DIRECTIONS: Convert the material below into a JSON list of strings, with one string for each line and no blank lines. Leave the pictures out of the answer.

(Object position labeling entries)
════════════════

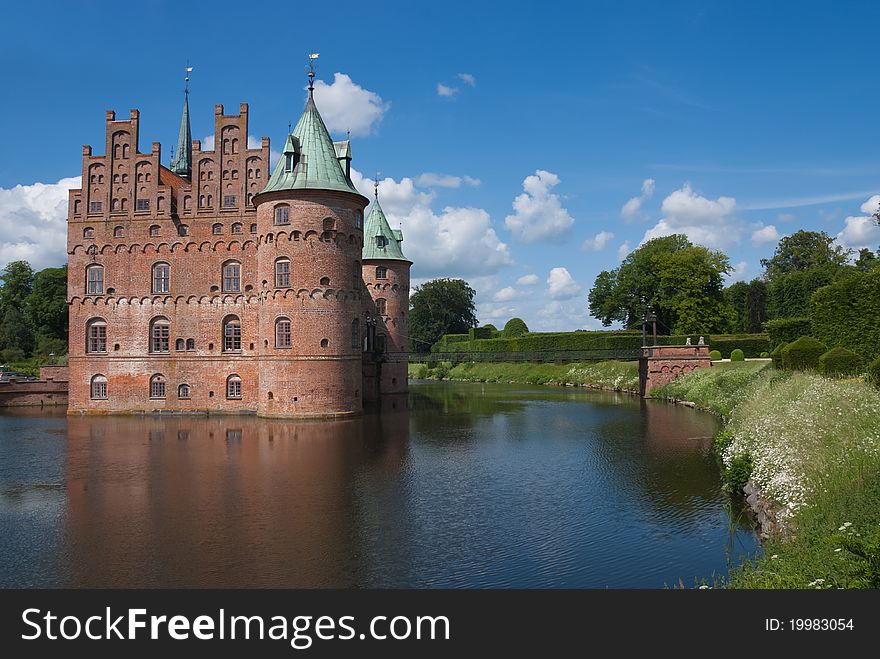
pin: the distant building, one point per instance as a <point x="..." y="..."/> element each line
<point x="215" y="286"/>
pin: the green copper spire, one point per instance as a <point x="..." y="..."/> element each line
<point x="380" y="240"/>
<point x="182" y="162"/>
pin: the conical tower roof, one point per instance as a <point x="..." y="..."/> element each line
<point x="381" y="242"/>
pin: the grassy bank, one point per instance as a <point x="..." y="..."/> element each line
<point x="812" y="446"/>
<point x="620" y="376"/>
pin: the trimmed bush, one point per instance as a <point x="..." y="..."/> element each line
<point x="515" y="327"/>
<point x="840" y="363"/>
<point x="803" y="354"/>
<point x="786" y="330"/>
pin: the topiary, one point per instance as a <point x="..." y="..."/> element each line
<point x="776" y="355"/>
<point x="803" y="354"/>
<point x="840" y="362"/>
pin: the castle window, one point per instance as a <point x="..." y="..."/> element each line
<point x="282" y="214"/>
<point x="96" y="334"/>
<point x="282" y="333"/>
<point x="161" y="278"/>
<point x="355" y="333"/>
<point x="232" y="334"/>
<point x="282" y="273"/>
<point x="157" y="386"/>
<point x="233" y="387"/>
<point x="232" y="277"/>
<point x="95" y="280"/>
<point x="160" y="333"/>
<point x="99" y="387"/>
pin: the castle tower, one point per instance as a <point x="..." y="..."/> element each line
<point x="386" y="276"/>
<point x="310" y="236"/>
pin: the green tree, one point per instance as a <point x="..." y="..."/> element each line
<point x="438" y="307"/>
<point x="680" y="282"/>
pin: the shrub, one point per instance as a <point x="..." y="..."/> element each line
<point x="803" y="354"/>
<point x="786" y="330"/>
<point x="840" y="362"/>
<point x="776" y="355"/>
<point x="515" y="327"/>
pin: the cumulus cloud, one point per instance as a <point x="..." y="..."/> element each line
<point x="539" y="214"/>
<point x="561" y="285"/>
<point x="598" y="242"/>
<point x="455" y="241"/>
<point x="631" y="208"/>
<point x="708" y="222"/>
<point x="345" y="105"/>
<point x="528" y="280"/>
<point x="33" y="223"/>
<point x="765" y="235"/>
<point x="432" y="180"/>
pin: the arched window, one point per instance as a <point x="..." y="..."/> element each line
<point x="233" y="387"/>
<point x="160" y="332"/>
<point x="161" y="278"/>
<point x="157" y="386"/>
<point x="96" y="336"/>
<point x="282" y="333"/>
<point x="282" y="273"/>
<point x="95" y="280"/>
<point x="282" y="214"/>
<point x="99" y="387"/>
<point x="355" y="333"/>
<point x="232" y="277"/>
<point x="231" y="334"/>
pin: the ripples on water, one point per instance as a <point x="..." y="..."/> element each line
<point x="460" y="485"/>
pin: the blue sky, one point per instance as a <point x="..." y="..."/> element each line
<point x="523" y="146"/>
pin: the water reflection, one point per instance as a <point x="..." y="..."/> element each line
<point x="459" y="485"/>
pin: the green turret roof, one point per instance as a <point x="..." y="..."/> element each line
<point x="380" y="240"/>
<point x="182" y="162"/>
<point x="309" y="160"/>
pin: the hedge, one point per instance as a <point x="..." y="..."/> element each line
<point x="786" y="330"/>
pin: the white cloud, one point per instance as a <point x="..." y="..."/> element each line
<point x="539" y="215"/>
<point x="528" y="280"/>
<point x="708" y="222"/>
<point x="598" y="242"/>
<point x="432" y="180"/>
<point x="445" y="90"/>
<point x="561" y="285"/>
<point x="766" y="235"/>
<point x="456" y="241"/>
<point x="33" y="223"/>
<point x="345" y="105"/>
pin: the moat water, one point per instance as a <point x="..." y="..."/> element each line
<point x="456" y="485"/>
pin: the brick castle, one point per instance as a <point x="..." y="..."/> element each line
<point x="216" y="285"/>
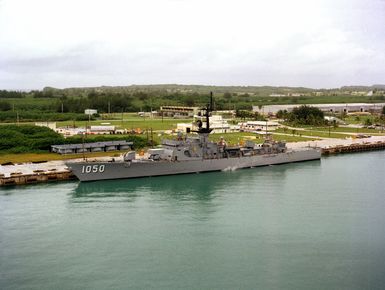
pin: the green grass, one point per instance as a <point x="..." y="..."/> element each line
<point x="39" y="157"/>
<point x="351" y="130"/>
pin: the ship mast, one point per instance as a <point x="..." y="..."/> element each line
<point x="209" y="108"/>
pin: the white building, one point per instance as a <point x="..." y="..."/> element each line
<point x="51" y="125"/>
<point x="90" y="112"/>
<point x="255" y="126"/>
<point x="327" y="108"/>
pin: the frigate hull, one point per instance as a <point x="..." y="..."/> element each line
<point x="91" y="171"/>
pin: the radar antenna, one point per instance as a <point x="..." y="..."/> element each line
<point x="209" y="108"/>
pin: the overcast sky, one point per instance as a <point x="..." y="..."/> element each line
<point x="319" y="44"/>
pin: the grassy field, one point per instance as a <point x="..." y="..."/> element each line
<point x="39" y="157"/>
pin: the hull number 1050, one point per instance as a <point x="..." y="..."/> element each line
<point x="93" y="168"/>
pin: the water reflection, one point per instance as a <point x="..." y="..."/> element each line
<point x="202" y="187"/>
<point x="179" y="187"/>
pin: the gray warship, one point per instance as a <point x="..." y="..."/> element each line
<point x="192" y="155"/>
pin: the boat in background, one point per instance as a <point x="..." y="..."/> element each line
<point x="191" y="155"/>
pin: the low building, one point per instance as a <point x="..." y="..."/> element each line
<point x="327" y="108"/>
<point x="92" y="147"/>
<point x="90" y="112"/>
<point x="102" y="130"/>
<point x="256" y="126"/>
<point x="51" y="125"/>
<point x="179" y="111"/>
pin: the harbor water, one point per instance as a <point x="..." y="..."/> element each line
<point x="311" y="225"/>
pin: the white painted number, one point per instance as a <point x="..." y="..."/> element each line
<point x="93" y="168"/>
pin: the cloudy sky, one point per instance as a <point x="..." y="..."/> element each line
<point x="312" y="43"/>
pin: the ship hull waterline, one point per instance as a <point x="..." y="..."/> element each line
<point x="93" y="171"/>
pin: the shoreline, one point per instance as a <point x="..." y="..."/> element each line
<point x="28" y="173"/>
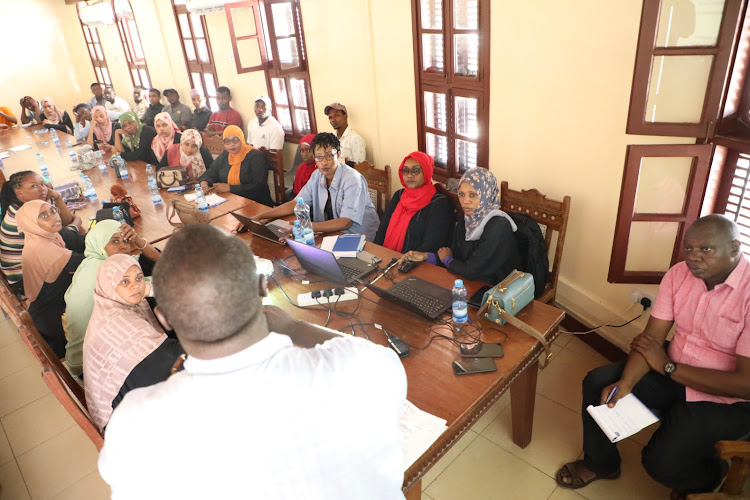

════════════════

ANSWER BELOW:
[
  "pin: the distant building, one point per instance as a <point x=\"...\" y=\"...\"/> element each line",
  "<point x=\"215\" y=\"286\"/>",
  "pin: the green copper spire, one point per instance as a <point x=\"...\" y=\"...\"/> element each line",
  "<point x=\"380\" y=\"240\"/>",
  "<point x=\"182\" y=\"162\"/>",
  "pin: the conical tower roof, one point per instance as a <point x=\"...\" y=\"...\"/> element each line",
  "<point x=\"381\" y=\"242\"/>",
  "pin: the grassy bank, one point per instance as a <point x=\"...\" y=\"...\"/> element each line",
  "<point x=\"812\" y=\"446\"/>",
  "<point x=\"620\" y=\"376\"/>",
  "pin: the trimmed bush, one point per instance as a <point x=\"...\" y=\"...\"/> element each line",
  "<point x=\"515\" y=\"327\"/>",
  "<point x=\"840\" y=\"363\"/>",
  "<point x=\"803\" y=\"354\"/>",
  "<point x=\"786\" y=\"330\"/>",
  "pin: the topiary, one point per instance as a <point x=\"...\" y=\"...\"/> element each line",
  "<point x=\"776\" y=\"355\"/>",
  "<point x=\"803\" y=\"354\"/>",
  "<point x=\"840\" y=\"362\"/>",
  "pin: the castle window, one point per instance as a <point x=\"...\" y=\"...\"/> element each line",
  "<point x=\"282\" y=\"214\"/>",
  "<point x=\"96\" y=\"334\"/>",
  "<point x=\"282\" y=\"333\"/>",
  "<point x=\"161\" y=\"278\"/>",
  "<point x=\"355\" y=\"333\"/>",
  "<point x=\"232\" y=\"334\"/>",
  "<point x=\"282\" y=\"273\"/>",
  "<point x=\"157\" y=\"386\"/>",
  "<point x=\"233\" y=\"387\"/>",
  "<point x=\"232\" y=\"277\"/>",
  "<point x=\"95\" y=\"280\"/>",
  "<point x=\"160\" y=\"333\"/>",
  "<point x=\"99\" y=\"387\"/>",
  "pin: the castle tower, one point per instance as a <point x=\"...\" y=\"...\"/> element each line",
  "<point x=\"386\" y=\"276\"/>",
  "<point x=\"310\" y=\"236\"/>",
  "pin: the green tree, one point per instance as a <point x=\"...\" y=\"...\"/> element each line",
  "<point x=\"438\" y=\"307\"/>",
  "<point x=\"680\" y=\"282\"/>",
  "pin: the shrub, one point per instance as a <point x=\"...\" y=\"...\"/> element each line",
  "<point x=\"803\" y=\"354\"/>",
  "<point x=\"786\" y=\"330\"/>",
  "<point x=\"840\" y=\"362\"/>",
  "<point x=\"776\" y=\"355\"/>",
  "<point x=\"515\" y=\"327\"/>",
  "pin: the cumulus cloud, one point per instance as a <point x=\"...\" y=\"...\"/> element each line",
  "<point x=\"539\" y=\"214\"/>",
  "<point x=\"561\" y=\"285\"/>",
  "<point x=\"598\" y=\"242\"/>",
  "<point x=\"455\" y=\"241\"/>",
  "<point x=\"631\" y=\"208\"/>",
  "<point x=\"708\" y=\"222\"/>",
  "<point x=\"345\" y=\"105\"/>",
  "<point x=\"528\" y=\"280\"/>",
  "<point x=\"33\" y=\"223\"/>",
  "<point x=\"765\" y=\"235\"/>",
  "<point x=\"432\" y=\"180\"/>",
  "pin: the arched window, one point per instance as a <point x=\"...\" y=\"...\"/> element each line",
  "<point x=\"233\" y=\"387\"/>",
  "<point x=\"160\" y=\"332\"/>",
  "<point x=\"161\" y=\"278\"/>",
  "<point x=\"157\" y=\"386\"/>",
  "<point x=\"96\" y=\"336\"/>",
  "<point x=\"282\" y=\"333\"/>",
  "<point x=\"282\" y=\"273\"/>",
  "<point x=\"95\" y=\"280\"/>",
  "<point x=\"282\" y=\"214\"/>",
  "<point x=\"99\" y=\"387\"/>",
  "<point x=\"355\" y=\"333\"/>",
  "<point x=\"232\" y=\"277\"/>",
  "<point x=\"231\" y=\"334\"/>",
  "pin: the ripples on water, one point per instance as a <point x=\"...\" y=\"...\"/> element each line",
  "<point x=\"460\" y=\"485\"/>",
  "pin: the blue sky, one point per instance as a <point x=\"...\" y=\"...\"/> element each line",
  "<point x=\"523\" y=\"146\"/>",
  "pin: the water reflection, one point per instance as a <point x=\"...\" y=\"...\"/> element each line",
  "<point x=\"459\" y=\"485\"/>",
  "pin: the green turret roof, one point per instance as a <point x=\"...\" y=\"...\"/> element each line",
  "<point x=\"380\" y=\"240\"/>",
  "<point x=\"182\" y=\"162\"/>",
  "<point x=\"309\" y=\"160\"/>",
  "pin: the hedge, one point per instance as a <point x=\"...\" y=\"...\"/> element each line",
  "<point x=\"786\" y=\"330\"/>",
  "pin: the white cloud, one point per instance as a <point x=\"...\" y=\"...\"/> element each line",
  "<point x=\"539\" y=\"215\"/>",
  "<point x=\"528\" y=\"280\"/>",
  "<point x=\"708\" y=\"222\"/>",
  "<point x=\"598\" y=\"242\"/>",
  "<point x=\"432\" y=\"180\"/>",
  "<point x=\"445\" y=\"90\"/>",
  "<point x=\"561\" y=\"285\"/>",
  "<point x=\"766\" y=\"235\"/>",
  "<point x=\"456\" y=\"241\"/>",
  "<point x=\"33\" y=\"223\"/>",
  "<point x=\"345\" y=\"105\"/>",
  "pin: the moat water, one point per instance as a <point x=\"...\" y=\"...\"/> element each line",
  "<point x=\"456\" y=\"485\"/>",
  "pin: the brick castle, one point per instance as a <point x=\"...\" y=\"...\"/> element each line",
  "<point x=\"216\" y=\"285\"/>",
  "pin: the green grass, one point per instance as a <point x=\"...\" y=\"...\"/> element each line",
  "<point x=\"39\" y=\"157\"/>",
  "<point x=\"351\" y=\"130\"/>",
  "pin: the ship mast, one point per instance as a <point x=\"...\" y=\"...\"/> element each line",
  "<point x=\"209\" y=\"108\"/>",
  "pin: the white building, one point per instance as a <point x=\"...\" y=\"...\"/> element each line",
  "<point x=\"51\" y=\"125\"/>",
  "<point x=\"90\" y=\"112\"/>",
  "<point x=\"255\" y=\"126\"/>",
  "<point x=\"327\" y=\"108\"/>",
  "pin: the frigate hull, one point per instance as a <point x=\"...\" y=\"...\"/> element each line",
  "<point x=\"91\" y=\"171\"/>",
  "pin: the radar antenna, one point per instance as a <point x=\"...\" y=\"...\"/> element each line",
  "<point x=\"209\" y=\"108\"/>",
  "pin: the overcast sky, one point per instance as a <point x=\"...\" y=\"...\"/> element each line",
  "<point x=\"319\" y=\"44\"/>",
  "pin: the grassy field, one point per instance as a <point x=\"...\" y=\"...\"/> element each line",
  "<point x=\"39\" y=\"157\"/>",
  "pin: the hull number 1050, one point per instance as a <point x=\"...\" y=\"...\"/> element each line",
  "<point x=\"93\" y=\"168\"/>",
  "pin: the water reflection, one point per instance as a <point x=\"...\" y=\"...\"/> element each line",
  "<point x=\"202\" y=\"187\"/>",
  "<point x=\"179\" y=\"187\"/>",
  "pin: the gray warship, one point per instance as a <point x=\"...\" y=\"...\"/> element each line",
  "<point x=\"192\" y=\"155\"/>",
  "pin: the boat in background, one point per instance as a <point x=\"...\" y=\"...\"/> element each line",
  "<point x=\"191\" y=\"155\"/>",
  "pin: the low building, one point per instance as a <point x=\"...\" y=\"...\"/> element each line",
  "<point x=\"327\" y=\"108\"/>",
  "<point x=\"92\" y=\"147\"/>",
  "<point x=\"90\" y=\"112\"/>",
  "<point x=\"102\" y=\"130\"/>",
  "<point x=\"256\" y=\"126\"/>",
  "<point x=\"51\" y=\"125\"/>",
  "<point x=\"179\" y=\"111\"/>",
  "pin: the harbor water, one point per instance as a <point x=\"...\" y=\"...\"/> element each line",
  "<point x=\"311\" y=\"225\"/>",
  "pin: the white painted number, one point per instance as a <point x=\"...\" y=\"...\"/> element each line",
  "<point x=\"93\" y=\"168\"/>",
  "pin: the cloudy sky, one point per instance as a <point x=\"...\" y=\"...\"/> element each line",
  "<point x=\"312\" y=\"43\"/>",
  "pin: the ship hull waterline, one point per instance as a <point x=\"...\" y=\"...\"/> element each line",
  "<point x=\"93\" y=\"171\"/>",
  "pin: the shoreline, one point per instance as a <point x=\"...\" y=\"...\"/> element each line",
  "<point x=\"28\" y=\"173\"/>"
]